**Task prompt**
Across the entries that follow, work out the number of lines containing the string "large", and state it alone.

----- Dataset extract

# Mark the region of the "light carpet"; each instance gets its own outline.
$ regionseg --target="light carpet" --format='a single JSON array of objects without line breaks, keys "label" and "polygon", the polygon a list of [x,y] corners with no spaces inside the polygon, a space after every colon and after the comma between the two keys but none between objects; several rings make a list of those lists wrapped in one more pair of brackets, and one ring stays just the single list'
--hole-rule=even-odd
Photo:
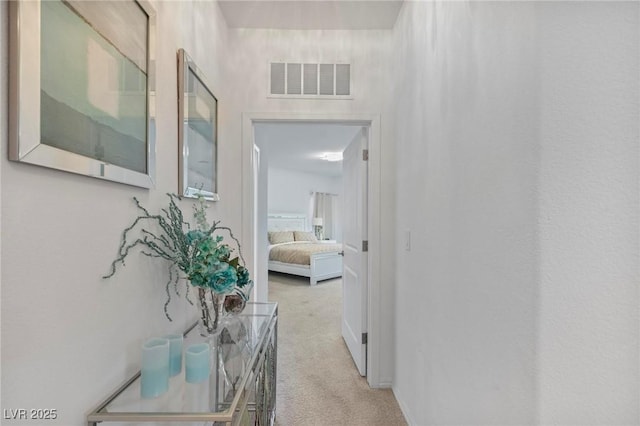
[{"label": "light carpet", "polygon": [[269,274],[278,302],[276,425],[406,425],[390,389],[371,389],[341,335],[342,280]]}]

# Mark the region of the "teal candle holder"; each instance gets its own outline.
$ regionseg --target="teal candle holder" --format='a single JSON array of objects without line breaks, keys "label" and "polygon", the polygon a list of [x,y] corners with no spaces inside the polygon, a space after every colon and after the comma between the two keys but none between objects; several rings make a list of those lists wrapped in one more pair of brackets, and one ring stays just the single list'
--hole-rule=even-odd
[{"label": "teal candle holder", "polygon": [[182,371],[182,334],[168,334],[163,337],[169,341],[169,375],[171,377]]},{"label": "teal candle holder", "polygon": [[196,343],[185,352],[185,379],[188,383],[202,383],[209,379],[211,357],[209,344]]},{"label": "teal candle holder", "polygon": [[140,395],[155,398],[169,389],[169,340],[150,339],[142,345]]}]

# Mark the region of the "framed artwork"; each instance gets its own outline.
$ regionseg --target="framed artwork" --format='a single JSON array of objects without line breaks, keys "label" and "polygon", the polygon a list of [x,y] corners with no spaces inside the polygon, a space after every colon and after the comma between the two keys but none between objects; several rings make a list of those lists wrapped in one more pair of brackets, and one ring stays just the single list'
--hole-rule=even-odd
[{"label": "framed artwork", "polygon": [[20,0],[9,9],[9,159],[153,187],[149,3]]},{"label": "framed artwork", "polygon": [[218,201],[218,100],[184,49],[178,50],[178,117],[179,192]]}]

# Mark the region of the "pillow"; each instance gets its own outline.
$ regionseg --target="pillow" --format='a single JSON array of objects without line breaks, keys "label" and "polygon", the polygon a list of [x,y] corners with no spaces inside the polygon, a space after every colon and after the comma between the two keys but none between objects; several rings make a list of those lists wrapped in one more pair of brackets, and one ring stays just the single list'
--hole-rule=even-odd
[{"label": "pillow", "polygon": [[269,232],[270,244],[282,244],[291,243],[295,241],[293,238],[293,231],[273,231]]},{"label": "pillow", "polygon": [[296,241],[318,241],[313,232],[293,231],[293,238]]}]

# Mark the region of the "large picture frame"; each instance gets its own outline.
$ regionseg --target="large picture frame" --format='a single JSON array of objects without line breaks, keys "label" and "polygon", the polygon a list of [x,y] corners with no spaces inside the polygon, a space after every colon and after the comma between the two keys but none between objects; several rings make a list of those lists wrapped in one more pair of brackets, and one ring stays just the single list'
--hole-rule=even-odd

----------

**Answer space**
2